Mafia-mafia pada komoditas yang lain juga terus merebak, terutama untuk komoditas-komoditas yang dianggap politis. Hingga saat ini belum ada usaha yang sangat serius dari pemerintah untuk dapat mengatasi hal ini, terbukti dengan banyaknya keluhan dari masyarakat petani kepada pihak-pihak yang mereka anggap dapat menyalurkan aspirasi mereka. Merebaknya mafia-mafia pertanian membuat para petani semakin jauh dari kesejahteraan. Tak dapat ditawar lagi bahwa masalah pertanian menjadi fokus utama pemerintah untuk segera diselesaikan dan menjadi harga mati. Penanganan masalah pertanian bukan hanya menjadi kewajiban Kementrian Pertanian yang membawahi bidang pertanian, namun menjadi tugas seluruh elemen pemerintah di bawah pimpinan Presiden. Fokus penanganan tersebut juga akan menunjukkan komitmen pemerintah dalam pelayanan rakyat “kelas bawah” yang pada umumnya adalah petani, nelayan dan lainnya. Atau pemerintah akan tetap mengedepankan kepentingan rakyat “kelas atas” yang di dalamnya adalah pengusaha-pengusaha yang seringkali keberadaannya menindas rakyat “kelas bawah”.
Mafia di bidang pertanian nampaknya memang masih kalah pamor di bandingkan dengan mafia pajak, mafia hukum atau mafia yang
lainnya. Meski demikian, jika hal ini terus dibiarkan dan tidak menjadi fokus penyelesaian masalah maka bukan hal yang aneh jika melihat pertanian Indonesia semakin mundur dan masyarakat pertanian juga semakin jauh dari kesejahteraan. Sementara itu para mafia tersebut semakin menikmati kemakmurannya di atas penderitaan petani-petani di negara ini.

-------

YANG DIKERJAKAN:
#1 Perbarui bagian teks tentang mafia pertanian yang dimulai dari "Mafia di bidang" dan berakhir pada "di negara ini.", dengan mengganti "penderitaan" menjadi "kesengsaraan".
#2 Tulislah lanjutan teks tentang mafia pertanian, dimulai setelah kalimat terakhirnya.
Item berikut tidak berkaitan dengan teks tentang mafia pertanian.

-------

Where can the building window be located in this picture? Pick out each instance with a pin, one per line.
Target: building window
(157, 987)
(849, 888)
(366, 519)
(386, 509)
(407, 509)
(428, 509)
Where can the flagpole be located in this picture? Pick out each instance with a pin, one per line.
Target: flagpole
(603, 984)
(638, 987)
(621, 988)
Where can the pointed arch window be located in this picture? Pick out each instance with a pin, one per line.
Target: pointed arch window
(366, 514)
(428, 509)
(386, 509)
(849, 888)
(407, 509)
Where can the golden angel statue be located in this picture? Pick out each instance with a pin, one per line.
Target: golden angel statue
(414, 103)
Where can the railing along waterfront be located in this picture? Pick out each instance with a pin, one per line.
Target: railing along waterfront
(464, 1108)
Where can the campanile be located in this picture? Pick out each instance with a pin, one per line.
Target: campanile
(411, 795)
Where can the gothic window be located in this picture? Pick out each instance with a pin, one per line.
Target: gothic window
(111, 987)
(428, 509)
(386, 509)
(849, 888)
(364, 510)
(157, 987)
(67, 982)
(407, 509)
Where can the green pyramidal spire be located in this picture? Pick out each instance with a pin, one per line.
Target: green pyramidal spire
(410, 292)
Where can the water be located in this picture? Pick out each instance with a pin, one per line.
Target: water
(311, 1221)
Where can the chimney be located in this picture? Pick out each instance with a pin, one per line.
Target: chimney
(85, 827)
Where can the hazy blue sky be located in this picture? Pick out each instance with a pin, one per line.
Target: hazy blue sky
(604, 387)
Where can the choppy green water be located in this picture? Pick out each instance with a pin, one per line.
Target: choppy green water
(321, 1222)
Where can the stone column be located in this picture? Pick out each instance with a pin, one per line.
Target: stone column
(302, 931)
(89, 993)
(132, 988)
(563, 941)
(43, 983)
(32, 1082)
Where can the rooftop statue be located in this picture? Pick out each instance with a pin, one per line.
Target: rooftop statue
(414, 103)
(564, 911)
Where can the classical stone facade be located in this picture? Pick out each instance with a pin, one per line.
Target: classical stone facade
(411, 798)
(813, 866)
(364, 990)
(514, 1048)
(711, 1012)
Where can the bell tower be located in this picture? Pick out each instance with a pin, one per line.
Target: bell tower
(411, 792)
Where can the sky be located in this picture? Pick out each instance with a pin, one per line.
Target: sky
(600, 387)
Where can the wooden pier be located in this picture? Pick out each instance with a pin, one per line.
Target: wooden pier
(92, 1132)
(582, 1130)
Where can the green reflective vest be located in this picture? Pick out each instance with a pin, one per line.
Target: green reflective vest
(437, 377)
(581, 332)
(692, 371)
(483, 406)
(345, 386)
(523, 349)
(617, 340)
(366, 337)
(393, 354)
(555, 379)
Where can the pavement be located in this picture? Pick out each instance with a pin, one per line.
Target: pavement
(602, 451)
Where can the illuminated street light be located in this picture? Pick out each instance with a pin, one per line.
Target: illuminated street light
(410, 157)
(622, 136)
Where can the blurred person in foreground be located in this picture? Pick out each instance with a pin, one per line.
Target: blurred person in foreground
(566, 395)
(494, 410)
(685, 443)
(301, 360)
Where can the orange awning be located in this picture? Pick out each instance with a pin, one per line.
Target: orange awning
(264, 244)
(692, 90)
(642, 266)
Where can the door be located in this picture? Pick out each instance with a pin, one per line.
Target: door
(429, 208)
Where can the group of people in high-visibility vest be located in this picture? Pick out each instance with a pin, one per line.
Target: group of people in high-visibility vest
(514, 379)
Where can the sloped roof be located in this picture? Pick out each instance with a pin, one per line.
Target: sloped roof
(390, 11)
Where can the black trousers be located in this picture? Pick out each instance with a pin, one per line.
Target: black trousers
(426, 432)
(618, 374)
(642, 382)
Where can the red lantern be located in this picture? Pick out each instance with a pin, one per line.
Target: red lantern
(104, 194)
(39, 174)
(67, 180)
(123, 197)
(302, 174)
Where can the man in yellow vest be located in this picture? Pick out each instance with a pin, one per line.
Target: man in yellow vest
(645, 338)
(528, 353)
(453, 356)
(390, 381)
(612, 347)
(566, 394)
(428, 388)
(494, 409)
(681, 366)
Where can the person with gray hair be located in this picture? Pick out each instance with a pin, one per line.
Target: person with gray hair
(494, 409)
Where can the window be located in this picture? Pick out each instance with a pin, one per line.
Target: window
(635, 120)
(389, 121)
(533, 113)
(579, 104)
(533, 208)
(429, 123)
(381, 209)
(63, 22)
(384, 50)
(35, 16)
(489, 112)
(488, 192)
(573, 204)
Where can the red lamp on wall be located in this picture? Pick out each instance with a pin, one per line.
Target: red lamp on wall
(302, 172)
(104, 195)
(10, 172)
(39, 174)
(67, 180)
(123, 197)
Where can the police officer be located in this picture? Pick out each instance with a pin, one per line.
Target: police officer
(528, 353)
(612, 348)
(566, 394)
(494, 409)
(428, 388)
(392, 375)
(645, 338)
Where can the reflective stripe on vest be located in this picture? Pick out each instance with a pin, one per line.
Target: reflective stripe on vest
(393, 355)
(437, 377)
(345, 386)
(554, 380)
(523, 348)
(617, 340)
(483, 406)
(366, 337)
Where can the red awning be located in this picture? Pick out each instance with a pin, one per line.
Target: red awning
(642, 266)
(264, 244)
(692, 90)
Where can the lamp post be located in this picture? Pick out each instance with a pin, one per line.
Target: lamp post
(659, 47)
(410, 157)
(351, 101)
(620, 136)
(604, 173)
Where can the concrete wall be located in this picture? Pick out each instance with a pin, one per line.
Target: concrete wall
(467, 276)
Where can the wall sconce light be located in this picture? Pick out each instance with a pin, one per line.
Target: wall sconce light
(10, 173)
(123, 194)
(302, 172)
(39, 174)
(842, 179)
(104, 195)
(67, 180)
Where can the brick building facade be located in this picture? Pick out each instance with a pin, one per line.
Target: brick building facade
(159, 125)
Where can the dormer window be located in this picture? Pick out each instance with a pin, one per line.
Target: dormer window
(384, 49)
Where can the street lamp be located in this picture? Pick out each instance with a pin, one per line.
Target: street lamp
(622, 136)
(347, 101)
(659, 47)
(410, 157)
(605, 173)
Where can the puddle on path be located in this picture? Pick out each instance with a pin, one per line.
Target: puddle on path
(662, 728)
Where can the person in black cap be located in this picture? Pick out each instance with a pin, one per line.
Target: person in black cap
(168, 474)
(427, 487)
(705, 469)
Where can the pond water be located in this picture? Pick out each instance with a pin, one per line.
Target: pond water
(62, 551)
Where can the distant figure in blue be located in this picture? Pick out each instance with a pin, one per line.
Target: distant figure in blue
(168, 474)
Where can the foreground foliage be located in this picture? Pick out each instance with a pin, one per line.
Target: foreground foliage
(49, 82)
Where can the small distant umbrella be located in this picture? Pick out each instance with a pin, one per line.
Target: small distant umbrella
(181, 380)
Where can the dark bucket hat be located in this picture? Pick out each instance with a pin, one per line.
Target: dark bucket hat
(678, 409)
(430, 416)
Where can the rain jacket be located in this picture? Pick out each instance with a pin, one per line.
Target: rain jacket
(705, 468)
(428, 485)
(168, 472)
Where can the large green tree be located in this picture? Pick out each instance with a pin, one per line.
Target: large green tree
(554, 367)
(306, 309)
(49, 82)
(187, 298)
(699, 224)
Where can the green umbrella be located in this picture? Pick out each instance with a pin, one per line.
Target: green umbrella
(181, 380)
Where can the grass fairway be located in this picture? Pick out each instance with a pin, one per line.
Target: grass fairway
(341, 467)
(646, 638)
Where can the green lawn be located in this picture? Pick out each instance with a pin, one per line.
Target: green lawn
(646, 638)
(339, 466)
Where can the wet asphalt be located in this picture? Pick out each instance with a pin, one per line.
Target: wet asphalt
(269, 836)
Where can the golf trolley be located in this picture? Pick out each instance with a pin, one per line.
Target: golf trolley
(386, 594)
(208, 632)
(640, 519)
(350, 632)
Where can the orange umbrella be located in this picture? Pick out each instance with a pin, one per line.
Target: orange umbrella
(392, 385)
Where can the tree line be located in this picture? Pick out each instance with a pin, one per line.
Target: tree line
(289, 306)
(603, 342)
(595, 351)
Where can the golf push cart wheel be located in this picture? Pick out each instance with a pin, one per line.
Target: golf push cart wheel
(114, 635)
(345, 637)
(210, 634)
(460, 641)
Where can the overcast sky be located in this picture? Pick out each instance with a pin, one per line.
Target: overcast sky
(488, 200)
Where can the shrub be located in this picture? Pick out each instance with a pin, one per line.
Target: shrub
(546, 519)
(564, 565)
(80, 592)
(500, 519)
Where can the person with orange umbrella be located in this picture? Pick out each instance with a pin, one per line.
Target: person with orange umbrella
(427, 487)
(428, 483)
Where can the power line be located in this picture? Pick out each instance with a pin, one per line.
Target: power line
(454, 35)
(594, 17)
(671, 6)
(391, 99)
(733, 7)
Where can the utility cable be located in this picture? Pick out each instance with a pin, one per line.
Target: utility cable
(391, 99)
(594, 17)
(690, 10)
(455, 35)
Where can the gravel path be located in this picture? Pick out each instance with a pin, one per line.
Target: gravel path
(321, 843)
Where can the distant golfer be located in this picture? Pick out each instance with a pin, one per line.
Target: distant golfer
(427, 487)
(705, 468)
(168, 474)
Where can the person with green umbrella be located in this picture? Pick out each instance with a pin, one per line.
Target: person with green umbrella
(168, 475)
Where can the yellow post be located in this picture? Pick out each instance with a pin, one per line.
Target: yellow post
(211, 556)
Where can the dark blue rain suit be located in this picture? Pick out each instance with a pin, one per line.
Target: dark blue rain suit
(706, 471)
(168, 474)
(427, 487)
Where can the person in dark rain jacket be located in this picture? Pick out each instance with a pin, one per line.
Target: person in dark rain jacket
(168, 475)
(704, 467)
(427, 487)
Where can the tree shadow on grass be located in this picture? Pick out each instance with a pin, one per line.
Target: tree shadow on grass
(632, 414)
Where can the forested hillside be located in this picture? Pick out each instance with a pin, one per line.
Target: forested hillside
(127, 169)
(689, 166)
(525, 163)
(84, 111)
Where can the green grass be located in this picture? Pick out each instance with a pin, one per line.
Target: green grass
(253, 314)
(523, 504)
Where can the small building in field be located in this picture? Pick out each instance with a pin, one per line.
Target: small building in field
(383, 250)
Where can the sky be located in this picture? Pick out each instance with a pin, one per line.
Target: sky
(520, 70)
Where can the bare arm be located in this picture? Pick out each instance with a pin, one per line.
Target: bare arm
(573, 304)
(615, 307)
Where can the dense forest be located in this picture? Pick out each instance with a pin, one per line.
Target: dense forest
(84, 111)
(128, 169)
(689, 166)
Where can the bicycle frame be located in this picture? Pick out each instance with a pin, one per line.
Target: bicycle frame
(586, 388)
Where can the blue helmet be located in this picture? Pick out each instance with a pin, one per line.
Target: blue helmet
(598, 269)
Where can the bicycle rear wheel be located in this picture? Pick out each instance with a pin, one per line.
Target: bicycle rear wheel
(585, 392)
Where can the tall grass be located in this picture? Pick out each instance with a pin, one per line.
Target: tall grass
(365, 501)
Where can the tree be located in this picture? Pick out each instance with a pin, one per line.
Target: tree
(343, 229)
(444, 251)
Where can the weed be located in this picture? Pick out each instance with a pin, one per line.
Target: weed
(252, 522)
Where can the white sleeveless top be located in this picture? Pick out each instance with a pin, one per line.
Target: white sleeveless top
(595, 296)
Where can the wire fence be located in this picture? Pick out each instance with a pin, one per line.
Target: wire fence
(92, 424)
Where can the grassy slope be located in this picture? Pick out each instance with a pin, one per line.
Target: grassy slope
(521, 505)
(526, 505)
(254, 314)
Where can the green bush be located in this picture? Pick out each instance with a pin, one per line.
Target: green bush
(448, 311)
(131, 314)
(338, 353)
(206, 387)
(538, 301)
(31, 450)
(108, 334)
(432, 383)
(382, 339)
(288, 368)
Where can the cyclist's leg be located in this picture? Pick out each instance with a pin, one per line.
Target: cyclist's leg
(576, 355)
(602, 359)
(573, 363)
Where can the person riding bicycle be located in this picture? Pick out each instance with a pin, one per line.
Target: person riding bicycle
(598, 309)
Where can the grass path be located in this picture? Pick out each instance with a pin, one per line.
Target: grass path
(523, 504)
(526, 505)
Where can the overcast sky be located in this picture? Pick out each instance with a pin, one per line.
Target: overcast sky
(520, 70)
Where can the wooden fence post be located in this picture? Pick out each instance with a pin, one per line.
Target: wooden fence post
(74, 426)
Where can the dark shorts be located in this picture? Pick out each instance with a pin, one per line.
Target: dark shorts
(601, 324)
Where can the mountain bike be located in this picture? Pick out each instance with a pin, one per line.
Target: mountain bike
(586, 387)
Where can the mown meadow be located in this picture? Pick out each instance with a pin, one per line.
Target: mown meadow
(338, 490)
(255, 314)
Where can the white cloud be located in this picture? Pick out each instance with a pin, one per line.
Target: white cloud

-------

JAWABAN:
#1
Mafia di bidang pertanian nampaknya memang masih kalah pamor di bandingkan dengan mafia pajak, mafia hukum atau mafia yang
lainnya. Meski demikian, jika hal ini terus dibiarkan dan tidak menjadi fokus penyelesaian masalah maka bukan hal yang aneh jika melihat pertanian Indonesia semakin mundur dan masyarakat pertanian juga semakin jauh dari kesejahteraan. Sementara itu para mafia tersebut semakin menikmati kemakmurannya di atas kesengsaraan petani-petani di negara ini.

#2
Sebagai mahasiswa yang memiliki kapasitas intelektual seharusnya juga dapat ikut serta menyelesaikan masalah ini dengan terus mengingatkan pemerintah akan pentingnya hal ini lewat berbagai media. Kontribusi nyata mahasiswa juga dapat dilakukan dengan ikut serta membantu pemerintah dalam pembangunan kesadaran kepada masyarakat petani. Harapannya petani lebih
cerdas dalam menghadapi mafia-mafia pertanian yang ada di lapangan dengan melakuakn penyuluhan atau sejenisnya. Sebagai generas penerus mahasiswa juga harus dapat menjaga idealisme akan pentingnya penyelesaian masalah bangsa ini dan terus menularkan semangat perbaikan di generasi yang akan mendatang tanpa harus mengulangi sejarah yang tidak baik.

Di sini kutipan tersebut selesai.